▶ What you need to do
Transcribe the records that follow. Keep every word exactly, and drop the pictures.

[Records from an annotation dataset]
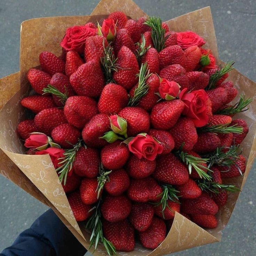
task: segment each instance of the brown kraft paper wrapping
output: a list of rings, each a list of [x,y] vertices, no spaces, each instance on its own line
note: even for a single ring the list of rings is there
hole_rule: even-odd
[[[117,10],[122,11],[134,19],[147,16],[131,0],[102,0],[92,13],[96,16],[41,18],[24,22],[21,29],[20,74],[16,73],[0,80],[0,107],[2,107],[0,111],[0,172],[52,208],[87,249],[90,234],[85,230],[83,223],[78,223],[74,219],[50,157],[47,155],[24,154],[25,149],[15,130],[18,123],[25,118],[24,110],[19,103],[30,89],[26,73],[30,69],[39,65],[40,53],[48,50],[57,56],[60,55],[59,42],[67,27],[89,21],[99,22],[107,14]],[[209,7],[187,14],[166,23],[171,30],[177,32],[192,30],[198,34],[206,41],[205,47],[211,49],[217,58],[216,38]],[[255,83],[235,70],[230,72],[228,80],[234,82],[239,94],[245,94],[254,98],[256,93]],[[238,99],[238,97],[234,102]],[[232,182],[241,188],[244,185],[255,155],[256,115],[254,113],[256,108],[256,103],[253,101],[248,111],[235,116],[236,119],[241,117],[245,119],[249,127],[249,133],[241,145],[247,164],[243,177],[229,181],[227,179],[227,182]],[[136,244],[132,251],[118,252],[118,254],[133,256],[162,255],[219,241],[222,230],[228,222],[239,195],[238,193],[230,193],[227,204],[218,214],[218,224],[214,229],[206,231],[176,213],[171,230],[156,249],[147,249]],[[93,249],[90,250],[92,252]],[[104,247],[99,245],[94,254],[105,255],[107,254]]]

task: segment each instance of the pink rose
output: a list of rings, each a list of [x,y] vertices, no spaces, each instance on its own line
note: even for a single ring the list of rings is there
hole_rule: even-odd
[[[158,88],[161,97],[167,101],[171,101],[177,98],[179,93],[179,85],[174,81],[169,81],[165,78],[161,80],[160,87]]]
[[[202,127],[208,122],[206,104],[208,96],[204,90],[198,90],[186,93],[187,88],[179,94],[179,99],[185,104],[182,114],[190,118],[196,127]]]
[[[200,47],[205,43],[203,38],[192,31],[180,32],[177,34],[177,44],[183,50],[193,45]]]
[[[73,50],[78,53],[83,53],[86,39],[96,34],[96,30],[88,26],[75,26],[69,27],[66,31],[61,46],[67,51]]]
[[[153,161],[161,154],[163,147],[150,135],[137,135],[128,144],[130,151],[139,159],[143,158]]]

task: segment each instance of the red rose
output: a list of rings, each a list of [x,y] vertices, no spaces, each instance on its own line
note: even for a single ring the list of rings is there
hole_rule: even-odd
[[[205,43],[203,38],[192,31],[180,32],[177,34],[177,44],[183,50],[193,45],[200,47]]]
[[[63,159],[60,158],[64,157],[63,153],[65,151],[62,149],[58,149],[57,147],[48,147],[45,150],[38,151],[35,152],[36,155],[46,155],[49,154],[51,159],[53,165],[55,169],[61,166],[59,163],[61,162]]]
[[[61,46],[67,51],[73,50],[80,54],[83,53],[87,38],[95,35],[96,31],[86,26],[75,26],[69,27],[66,31]]]
[[[201,127],[208,122],[206,104],[208,96],[204,90],[198,90],[186,93],[187,88],[179,94],[179,99],[185,104],[182,114],[190,118],[196,127]]]
[[[128,144],[130,151],[139,159],[154,160],[158,154],[161,154],[163,147],[152,136],[147,134],[137,135]]]
[[[177,98],[179,93],[180,86],[174,81],[169,81],[165,78],[161,79],[158,88],[160,96],[162,99],[171,101]]]

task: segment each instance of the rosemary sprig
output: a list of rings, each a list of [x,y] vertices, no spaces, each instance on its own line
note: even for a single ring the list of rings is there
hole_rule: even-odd
[[[104,237],[103,234],[100,207],[101,201],[102,199],[101,198],[97,205],[91,209],[91,211],[94,210],[94,212],[86,223],[86,228],[89,229],[91,231],[91,235],[90,238],[90,243],[89,249],[94,245],[94,251],[95,251],[97,249],[99,241],[100,241],[103,244],[109,256],[111,256],[113,254],[117,255],[117,251],[115,247],[112,243]]]
[[[162,27],[162,20],[154,16],[150,17],[144,23],[152,29],[151,37],[154,46],[159,52],[165,48],[168,37],[165,36],[165,30]]]
[[[248,110],[245,108],[252,101],[251,98],[245,98],[245,95],[240,95],[239,102],[233,106],[228,107],[219,110],[216,114],[221,115],[233,115],[235,114],[243,112]]]
[[[217,70],[210,77],[209,82],[205,90],[210,90],[215,87],[216,83],[226,73],[234,69],[233,65],[235,63],[233,62],[227,62],[225,65],[219,70]]]
[[[59,176],[59,179],[62,183],[63,179],[64,179],[64,185],[66,185],[67,181],[67,177],[69,172],[72,169],[73,165],[73,162],[75,160],[75,155],[78,150],[83,144],[86,148],[85,145],[83,144],[83,141],[79,140],[78,142],[74,145],[72,149],[67,149],[65,150],[65,153],[63,153],[64,157],[59,158],[62,161],[59,162],[61,166],[56,169],[57,171],[60,174]]]
[[[144,97],[149,90],[149,85],[146,83],[147,79],[151,75],[147,67],[147,63],[145,62],[141,65],[139,73],[137,74],[139,77],[138,86],[134,90],[134,95],[130,98],[128,106],[130,107],[137,106],[142,97]]]
[[[66,91],[65,93],[62,93],[58,89],[53,86],[52,85],[48,85],[47,87],[44,88],[42,90],[43,92],[43,95],[45,94],[46,93],[51,93],[52,94],[56,95],[58,98],[59,98],[59,101],[62,104],[64,105],[66,101],[67,100],[67,98],[69,97],[67,88],[65,86],[65,88]]]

▶ Task response
task: segment each instance of the brown kraft paper wrapping
output: a list of rings, each a list of [x,y] vertices, no spaces, each instance on its own line
note: even for a single ring the list of rings is there
hole_rule: even-odd
[[[117,10],[122,11],[134,19],[147,16],[131,0],[102,0],[92,13],[96,16],[41,18],[24,22],[21,29],[20,74],[16,73],[0,80],[0,107],[2,107],[0,111],[0,172],[52,208],[87,249],[90,234],[85,230],[83,223],[78,223],[74,219],[50,157],[47,155],[24,154],[25,149],[15,130],[18,123],[25,118],[24,110],[19,103],[30,89],[26,73],[30,69],[39,65],[40,53],[48,50],[57,56],[60,55],[59,42],[67,27],[89,21],[99,22],[107,14]],[[209,7],[187,14],[166,23],[171,30],[177,32],[192,30],[198,34],[206,41],[205,47],[211,49],[217,58],[216,38]],[[255,83],[235,70],[230,72],[228,80],[234,82],[239,94],[245,94],[254,98],[256,93]],[[238,99],[238,97],[234,102]],[[232,182],[241,188],[244,185],[255,155],[256,115],[254,113],[256,108],[256,103],[253,101],[248,111],[235,116],[236,119],[241,117],[245,119],[249,127],[249,133],[241,145],[247,164],[243,177],[229,181],[227,179],[227,182]],[[136,244],[132,251],[118,252],[118,254],[133,256],[162,255],[219,241],[222,230],[228,222],[239,195],[238,193],[230,193],[227,204],[218,214],[218,224],[214,229],[206,231],[176,213],[171,230],[156,249],[147,249]],[[93,249],[90,250],[92,252]],[[104,247],[99,245],[94,254],[105,255],[107,254]]]

task: segment each instance of the pink rose
output: a list of rings, each a list of [x,y] vertices, no spaces, each instance on its own line
note: even for a single ring the list of rings is there
hole_rule: even-odd
[[[158,88],[161,97],[167,101],[171,101],[177,98],[179,93],[179,85],[174,81],[169,81],[165,78],[161,80],[160,87]]]
[[[202,127],[208,122],[206,104],[208,96],[204,90],[198,90],[186,93],[187,88],[179,94],[179,99],[185,104],[182,114],[190,118],[196,127]]]
[[[200,47],[205,43],[203,38],[192,31],[180,32],[177,34],[177,44],[183,50],[193,45]]]
[[[73,50],[78,53],[83,53],[86,39],[96,34],[96,30],[88,26],[75,26],[69,27],[66,31],[61,46],[67,51]]]
[[[153,161],[161,154],[163,147],[150,135],[137,135],[128,144],[130,151],[139,159],[143,158]]]

task: segment each instance of the red rose
output: a list of rings, each a list of [x,y] vertices, no spaces, each instance on its own line
note: even for a single ring the list of rings is there
hole_rule: even-odd
[[[205,43],[203,38],[192,31],[180,32],[177,34],[177,44],[183,50],[193,45],[200,47]]]
[[[63,159],[60,158],[64,157],[63,153],[65,151],[62,149],[58,149],[57,147],[48,147],[45,150],[38,151],[35,152],[36,155],[46,155],[49,154],[51,159],[53,165],[55,169],[61,166],[59,163],[61,162]]]
[[[61,46],[67,51],[73,50],[80,54],[83,53],[87,38],[95,35],[96,31],[86,26],[75,26],[69,27],[66,31]]]
[[[201,127],[208,122],[206,104],[208,96],[204,90],[198,90],[186,93],[187,88],[179,94],[179,99],[185,104],[182,114],[190,118],[196,127]]]
[[[128,144],[130,151],[139,159],[154,160],[158,154],[161,154],[163,147],[152,136],[147,134],[137,135]]]
[[[177,98],[179,93],[180,86],[174,81],[169,81],[165,78],[161,79],[158,88],[160,96],[162,99],[171,101]]]

task: segment each instance of the rosemary sprig
output: a list of rings, each a list of [x,y] vertices, no spaces, each instance on its own line
note: even for a single ring the list of rings is there
hole_rule: even-odd
[[[104,237],[103,234],[100,207],[101,201],[102,199],[101,198],[97,205],[91,209],[91,211],[94,210],[94,212],[86,223],[86,228],[89,229],[91,231],[91,235],[90,238],[90,243],[89,249],[94,245],[94,251],[95,251],[97,249],[99,241],[100,241],[103,244],[109,256],[111,256],[113,254],[117,255],[117,251],[115,247],[112,243]]]
[[[162,27],[162,20],[154,16],[150,17],[144,23],[152,29],[151,37],[154,46],[159,52],[165,48],[168,37],[165,36],[165,30]]]
[[[248,110],[245,108],[252,101],[251,98],[245,98],[245,95],[240,95],[239,102],[233,106],[228,107],[219,110],[216,114],[221,115],[233,115],[235,114],[243,112]]]
[[[217,70],[210,77],[209,82],[205,90],[210,90],[215,87],[216,83],[226,73],[234,69],[233,65],[235,63],[233,62],[227,62],[225,65],[219,70]]]
[[[59,176],[59,179],[62,183],[63,179],[64,179],[64,185],[66,185],[67,181],[67,177],[69,172],[72,169],[73,165],[73,162],[75,160],[75,155],[78,150],[83,144],[86,148],[85,145],[83,144],[83,141],[79,140],[78,142],[74,145],[72,149],[67,149],[65,150],[65,153],[63,153],[64,157],[59,158],[62,161],[59,162],[61,166],[56,169],[57,171],[60,174]]]
[[[144,97],[149,90],[149,85],[146,83],[147,79],[151,75],[147,67],[147,63],[145,62],[141,65],[139,73],[137,74],[139,77],[138,86],[134,90],[134,95],[130,98],[128,106],[130,107],[137,106],[142,97]]]
[[[66,91],[65,93],[62,93],[58,89],[53,86],[52,85],[48,85],[47,87],[44,88],[42,90],[43,92],[43,95],[45,94],[46,93],[51,93],[52,94],[56,95],[58,98],[59,98],[59,101],[62,104],[64,105],[66,101],[67,100],[67,98],[69,97],[67,88],[65,86],[65,88]]]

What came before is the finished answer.